══ Page
Today (November 21) in London History – “the unfitness of men to be in charge”

November 21st (1911), the day the Suffragists raised the ante in their struggle for enfranchisement. This Today in London History podcast tells the tale.

TRANSCRIPT

London calling.

London Walks connecting.

London Walks here with your daily London fix.

Story time. History time.

Facts first.

There were 223 arrests. 220 women and three men.

Over 150 of the arrests were made in the vicinity of Parliament Square.

The arrested women came from all over the country, including Reading, Liverpool, Dublin, Bath, Newcastle, Glasgow, Bristol, Edinburgh, Cambridge, Manchester, Brighton, Bradford, Coventry, Galway, Ipswich and Sidcup, to name but a few. Indeed, they were joined behind bars by a woman from Brussels.

The suffragists’ intention was, in the words of one of their leaders, Mrs Pethick Lawrence, “to go straight to the House of Commons and to pursue their way until they stood on the floor of that building to offer their protest to the deep insult that had been perpetrated on their cause.”

When they were thwarted by a very heavy police presence they broke into small commando units and indulged in wholesale window smashing along Whitehall, the Strand, Fleet Street and well into the City. One woman turned off at Horse Guards Parade and ran along by the back windows of the Board of Trade, smashing 15 of them with a hammer. She was arrested before she could do further damage.

More arrests were made at the National Liberal Club, where considerable damage was done. 

Other militant suffragists moved further afield. They carried out guerrilla actions – what the papers called “similar outrages” – against the private house in Battersea of cabinet member John Burns and the private house in Queensgate of Secretary of State for War Viscount Haldane.

A quick aside here: Burns is a very interesting character. He often plays a cameo role in my Old Westminster  Walk. There’s a piece of sculpture – a Greek god, who’s modelled on Burns. So that’s a light-switch moment for that walk, pointing out that sculpture and explaining the Burns connection and indeed getting Burns into focus. He was a Londoner bred and borne. Working class. It’s been said that he was the first member of the working class to join the Gods of the cabinet – which is why he’s there, sitting for the portrait of a certain Greek God, in a bas-relief that shows a clutch of Greek Gods. In fact, he wasn’t the first workingman to make it into the innermost sanctum of the Cabinet, that was Henry Broadhurst. More importantly, in my warts and all portrait of Burns, he was a vile antisemite. He once described “the Jew as the tapeworm of history.” It’s disgusting. But it gives you an idea of how rife anti-semitism was a century ago. On the credit side, after he left parliament he became an expert on the history of London and indeed, it was John Burns who coined the phrase, “the Thames is liquid history.”  As the story goes, an American, in 1929, compared the River Thames unfavourably with the Mississippi. John Burns wasn’t going to let that pass. He responded, “The St Lawrence is water, the Mississippi is muddy water, but the Thames is liquid history.” Not bad, eh.

Anyway, back to our Suffragists – London that night wasn’t just peopled with legions of police and hundreds of militant Suffragists – there were thousands of onlookers, spectators, there to watch the drama, watch the action unfold. 

It was heartening to read that – I’m quoting here from the Daily Telegraph’s coverage of the night’s events – it was heartening to read that “as the earlier window-smashers passed on their way to the lock-up many men amongst the crowd raised their hats to them.”
════
══ Extracted data
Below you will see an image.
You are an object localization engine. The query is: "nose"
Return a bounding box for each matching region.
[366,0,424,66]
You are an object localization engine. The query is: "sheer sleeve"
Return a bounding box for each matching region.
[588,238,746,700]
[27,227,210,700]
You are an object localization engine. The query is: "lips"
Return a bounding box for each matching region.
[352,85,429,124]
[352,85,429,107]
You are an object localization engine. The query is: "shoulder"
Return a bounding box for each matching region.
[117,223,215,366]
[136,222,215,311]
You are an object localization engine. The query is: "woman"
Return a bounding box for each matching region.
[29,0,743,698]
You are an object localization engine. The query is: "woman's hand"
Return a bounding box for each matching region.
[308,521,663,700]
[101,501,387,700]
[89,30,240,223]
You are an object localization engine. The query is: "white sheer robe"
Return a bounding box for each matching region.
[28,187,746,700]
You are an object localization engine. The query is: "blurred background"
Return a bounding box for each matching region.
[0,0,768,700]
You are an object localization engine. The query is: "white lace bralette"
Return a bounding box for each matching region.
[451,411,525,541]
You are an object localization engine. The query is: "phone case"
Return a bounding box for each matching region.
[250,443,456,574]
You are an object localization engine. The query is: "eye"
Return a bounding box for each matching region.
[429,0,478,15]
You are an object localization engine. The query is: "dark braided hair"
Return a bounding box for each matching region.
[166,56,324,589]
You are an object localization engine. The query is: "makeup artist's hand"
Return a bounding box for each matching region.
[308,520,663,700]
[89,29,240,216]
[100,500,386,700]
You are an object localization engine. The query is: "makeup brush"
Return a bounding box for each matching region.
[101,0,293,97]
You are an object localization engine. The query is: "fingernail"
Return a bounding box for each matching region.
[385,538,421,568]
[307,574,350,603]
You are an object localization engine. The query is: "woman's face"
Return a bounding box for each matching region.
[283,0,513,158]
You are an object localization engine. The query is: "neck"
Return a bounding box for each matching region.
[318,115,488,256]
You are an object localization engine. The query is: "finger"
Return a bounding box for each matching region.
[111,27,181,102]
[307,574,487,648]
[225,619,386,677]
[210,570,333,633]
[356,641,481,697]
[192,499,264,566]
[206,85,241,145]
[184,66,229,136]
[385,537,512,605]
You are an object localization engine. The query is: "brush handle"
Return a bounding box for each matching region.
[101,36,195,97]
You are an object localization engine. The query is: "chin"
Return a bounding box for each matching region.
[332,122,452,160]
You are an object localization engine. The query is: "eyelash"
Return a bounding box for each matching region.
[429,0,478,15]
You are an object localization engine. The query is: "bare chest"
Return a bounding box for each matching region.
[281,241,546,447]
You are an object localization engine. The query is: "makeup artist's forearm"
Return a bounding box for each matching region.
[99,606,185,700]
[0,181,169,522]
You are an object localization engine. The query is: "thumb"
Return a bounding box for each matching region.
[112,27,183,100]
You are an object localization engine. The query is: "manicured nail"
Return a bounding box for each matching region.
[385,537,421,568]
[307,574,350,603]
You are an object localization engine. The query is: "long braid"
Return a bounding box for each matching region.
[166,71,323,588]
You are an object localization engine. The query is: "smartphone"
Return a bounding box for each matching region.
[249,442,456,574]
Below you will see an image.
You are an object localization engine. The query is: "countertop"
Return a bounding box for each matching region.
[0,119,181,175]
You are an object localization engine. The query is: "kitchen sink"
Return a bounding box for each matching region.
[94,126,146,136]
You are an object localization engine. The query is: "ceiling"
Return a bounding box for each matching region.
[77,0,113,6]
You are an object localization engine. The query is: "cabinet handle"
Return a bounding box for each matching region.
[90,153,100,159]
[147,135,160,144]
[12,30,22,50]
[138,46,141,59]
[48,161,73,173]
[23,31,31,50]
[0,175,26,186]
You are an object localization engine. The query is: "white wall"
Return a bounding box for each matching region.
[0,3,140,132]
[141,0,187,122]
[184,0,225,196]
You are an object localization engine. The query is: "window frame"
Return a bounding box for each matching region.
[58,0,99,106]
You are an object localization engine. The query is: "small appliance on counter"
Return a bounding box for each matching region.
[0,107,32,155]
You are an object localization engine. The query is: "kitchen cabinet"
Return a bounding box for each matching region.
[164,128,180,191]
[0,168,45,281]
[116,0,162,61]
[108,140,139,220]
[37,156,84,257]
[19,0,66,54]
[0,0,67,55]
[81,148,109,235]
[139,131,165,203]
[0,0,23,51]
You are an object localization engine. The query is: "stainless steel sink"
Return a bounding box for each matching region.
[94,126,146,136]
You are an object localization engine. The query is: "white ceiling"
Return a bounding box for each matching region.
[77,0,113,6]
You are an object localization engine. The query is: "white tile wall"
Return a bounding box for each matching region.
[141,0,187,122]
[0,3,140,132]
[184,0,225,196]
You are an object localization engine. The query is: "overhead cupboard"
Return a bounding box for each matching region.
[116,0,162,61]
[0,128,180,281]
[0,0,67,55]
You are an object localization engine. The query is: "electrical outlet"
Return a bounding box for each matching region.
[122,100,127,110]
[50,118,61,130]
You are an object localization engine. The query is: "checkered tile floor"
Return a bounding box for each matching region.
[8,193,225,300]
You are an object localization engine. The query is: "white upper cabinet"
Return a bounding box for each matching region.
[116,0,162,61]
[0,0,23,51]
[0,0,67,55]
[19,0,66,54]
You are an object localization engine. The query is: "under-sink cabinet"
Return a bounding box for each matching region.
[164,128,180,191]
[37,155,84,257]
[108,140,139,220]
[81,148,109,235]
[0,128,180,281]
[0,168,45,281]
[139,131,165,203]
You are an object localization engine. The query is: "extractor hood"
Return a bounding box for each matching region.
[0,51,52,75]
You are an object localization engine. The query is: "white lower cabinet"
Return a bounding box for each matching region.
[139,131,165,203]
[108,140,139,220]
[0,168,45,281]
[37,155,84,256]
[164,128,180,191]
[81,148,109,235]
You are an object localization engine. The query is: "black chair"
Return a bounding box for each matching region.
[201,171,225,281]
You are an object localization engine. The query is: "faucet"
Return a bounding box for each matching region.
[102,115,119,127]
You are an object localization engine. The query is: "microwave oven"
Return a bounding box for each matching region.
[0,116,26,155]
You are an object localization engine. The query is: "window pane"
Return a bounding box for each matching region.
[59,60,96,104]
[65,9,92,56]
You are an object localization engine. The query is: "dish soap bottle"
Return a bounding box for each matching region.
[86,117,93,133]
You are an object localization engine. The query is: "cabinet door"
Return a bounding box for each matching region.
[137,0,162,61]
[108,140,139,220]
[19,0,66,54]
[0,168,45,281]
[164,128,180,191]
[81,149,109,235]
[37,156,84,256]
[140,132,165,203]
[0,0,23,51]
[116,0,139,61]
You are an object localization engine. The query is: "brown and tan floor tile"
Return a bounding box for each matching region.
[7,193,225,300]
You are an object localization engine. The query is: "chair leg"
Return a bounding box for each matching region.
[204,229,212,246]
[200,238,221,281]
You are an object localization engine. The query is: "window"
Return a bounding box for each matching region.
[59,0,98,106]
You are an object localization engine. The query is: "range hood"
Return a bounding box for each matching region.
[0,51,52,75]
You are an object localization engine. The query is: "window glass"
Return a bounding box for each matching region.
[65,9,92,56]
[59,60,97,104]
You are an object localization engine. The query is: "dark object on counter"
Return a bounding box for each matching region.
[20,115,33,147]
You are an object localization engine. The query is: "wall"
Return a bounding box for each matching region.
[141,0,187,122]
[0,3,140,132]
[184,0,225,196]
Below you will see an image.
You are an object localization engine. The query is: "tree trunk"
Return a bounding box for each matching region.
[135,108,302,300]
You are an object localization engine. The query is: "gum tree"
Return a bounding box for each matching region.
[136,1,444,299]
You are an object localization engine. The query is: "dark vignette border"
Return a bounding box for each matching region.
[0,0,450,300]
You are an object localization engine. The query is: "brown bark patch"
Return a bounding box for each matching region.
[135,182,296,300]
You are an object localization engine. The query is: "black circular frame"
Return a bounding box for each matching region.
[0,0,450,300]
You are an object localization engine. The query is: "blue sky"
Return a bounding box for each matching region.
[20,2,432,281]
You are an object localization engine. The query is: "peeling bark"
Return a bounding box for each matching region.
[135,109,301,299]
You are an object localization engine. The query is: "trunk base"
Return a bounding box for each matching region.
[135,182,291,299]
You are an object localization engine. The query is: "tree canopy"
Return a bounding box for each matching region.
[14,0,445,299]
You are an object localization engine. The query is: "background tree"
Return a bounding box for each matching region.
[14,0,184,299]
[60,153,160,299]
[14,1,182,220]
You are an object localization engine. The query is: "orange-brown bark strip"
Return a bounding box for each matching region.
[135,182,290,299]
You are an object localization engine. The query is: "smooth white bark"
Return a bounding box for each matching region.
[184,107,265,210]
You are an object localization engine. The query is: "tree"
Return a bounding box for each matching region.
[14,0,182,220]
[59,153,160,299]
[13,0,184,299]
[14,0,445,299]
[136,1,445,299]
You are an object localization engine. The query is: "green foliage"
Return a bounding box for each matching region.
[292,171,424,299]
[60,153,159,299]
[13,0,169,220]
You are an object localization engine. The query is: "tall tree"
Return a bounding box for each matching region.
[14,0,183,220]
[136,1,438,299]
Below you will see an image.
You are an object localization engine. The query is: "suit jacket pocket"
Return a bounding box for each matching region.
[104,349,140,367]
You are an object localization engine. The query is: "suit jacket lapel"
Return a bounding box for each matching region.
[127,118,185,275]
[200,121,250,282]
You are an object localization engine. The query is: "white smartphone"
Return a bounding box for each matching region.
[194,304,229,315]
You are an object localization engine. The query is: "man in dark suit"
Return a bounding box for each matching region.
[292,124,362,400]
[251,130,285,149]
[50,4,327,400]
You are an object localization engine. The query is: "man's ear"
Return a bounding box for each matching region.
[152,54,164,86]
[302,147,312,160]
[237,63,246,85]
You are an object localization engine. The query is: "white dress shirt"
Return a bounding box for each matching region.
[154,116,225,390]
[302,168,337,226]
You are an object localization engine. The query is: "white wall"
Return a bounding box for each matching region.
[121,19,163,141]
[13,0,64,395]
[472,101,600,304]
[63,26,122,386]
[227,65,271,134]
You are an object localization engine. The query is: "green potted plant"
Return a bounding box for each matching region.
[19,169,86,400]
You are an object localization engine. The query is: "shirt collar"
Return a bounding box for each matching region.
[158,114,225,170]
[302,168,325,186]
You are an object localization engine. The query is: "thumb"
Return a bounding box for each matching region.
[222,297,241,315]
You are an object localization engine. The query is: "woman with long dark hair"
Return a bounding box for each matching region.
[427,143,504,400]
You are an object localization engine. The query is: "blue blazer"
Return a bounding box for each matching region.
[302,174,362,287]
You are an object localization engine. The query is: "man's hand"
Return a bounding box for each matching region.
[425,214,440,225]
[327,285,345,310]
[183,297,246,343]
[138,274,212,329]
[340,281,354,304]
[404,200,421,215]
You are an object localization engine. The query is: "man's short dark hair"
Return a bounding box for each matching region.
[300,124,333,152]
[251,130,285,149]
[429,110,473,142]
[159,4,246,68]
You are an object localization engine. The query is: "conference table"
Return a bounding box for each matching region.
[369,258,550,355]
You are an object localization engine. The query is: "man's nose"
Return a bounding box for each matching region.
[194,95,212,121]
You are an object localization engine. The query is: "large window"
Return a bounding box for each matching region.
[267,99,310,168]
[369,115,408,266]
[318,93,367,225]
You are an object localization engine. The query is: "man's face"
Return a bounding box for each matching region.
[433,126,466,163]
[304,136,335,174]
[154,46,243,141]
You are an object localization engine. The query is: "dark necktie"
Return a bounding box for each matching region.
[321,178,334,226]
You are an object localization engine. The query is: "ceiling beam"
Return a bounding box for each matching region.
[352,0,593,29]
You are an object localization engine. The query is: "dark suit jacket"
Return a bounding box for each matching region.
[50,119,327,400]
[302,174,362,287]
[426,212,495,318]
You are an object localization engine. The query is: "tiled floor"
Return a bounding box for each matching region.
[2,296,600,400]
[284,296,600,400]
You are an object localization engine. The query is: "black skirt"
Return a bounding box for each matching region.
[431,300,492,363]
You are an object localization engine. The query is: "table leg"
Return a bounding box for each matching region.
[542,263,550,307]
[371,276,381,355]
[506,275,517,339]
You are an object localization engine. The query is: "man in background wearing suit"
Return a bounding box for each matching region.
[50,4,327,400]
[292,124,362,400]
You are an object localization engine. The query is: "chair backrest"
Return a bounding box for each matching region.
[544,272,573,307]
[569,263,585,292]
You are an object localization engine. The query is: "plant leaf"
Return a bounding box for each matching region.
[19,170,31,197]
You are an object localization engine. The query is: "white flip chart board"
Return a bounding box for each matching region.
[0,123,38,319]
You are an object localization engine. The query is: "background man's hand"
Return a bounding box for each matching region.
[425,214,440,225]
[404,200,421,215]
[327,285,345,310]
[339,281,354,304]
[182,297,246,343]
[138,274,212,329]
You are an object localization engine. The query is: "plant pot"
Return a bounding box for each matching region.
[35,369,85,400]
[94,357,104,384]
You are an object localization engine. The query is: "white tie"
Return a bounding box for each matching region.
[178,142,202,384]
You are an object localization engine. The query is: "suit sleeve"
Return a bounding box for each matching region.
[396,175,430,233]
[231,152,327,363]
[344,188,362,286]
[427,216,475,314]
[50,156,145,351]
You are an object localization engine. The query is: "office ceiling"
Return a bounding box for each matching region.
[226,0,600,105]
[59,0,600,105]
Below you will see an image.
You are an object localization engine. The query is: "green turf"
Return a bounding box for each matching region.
════
◆ Request 1
In the transcript, how many of the 223 people arrested were men?
◆ Request 2
Reproduce the transcript word for word between "When they were" and "damage was done.", inclusive.
◆ Request 3
Going by the transcript, what caused the suffragists to break into small units and smash windows?

◆ Exercise response 1
Three.

◆ Exercise response 2
When they were thwarted by a very heavy police presence they broke into small commando units and indulged in wholesale window smashing along Whitehall, the Strand, Fleet Street and well into the City. One woman turned off at Horse Guards Parade and ran along by the back windows of the Board of Trade, smashing 15 of them with a hammer. She was arrested before she could do further damage.

More arrests were made at the National Liberal Club, where considerable damage was done.

◆ Exercise response 3
They meant to go straight to the House of Commons and stand on its floor to protest. A very heavy police presence stopped them, so they split into small units and smashed windows instead.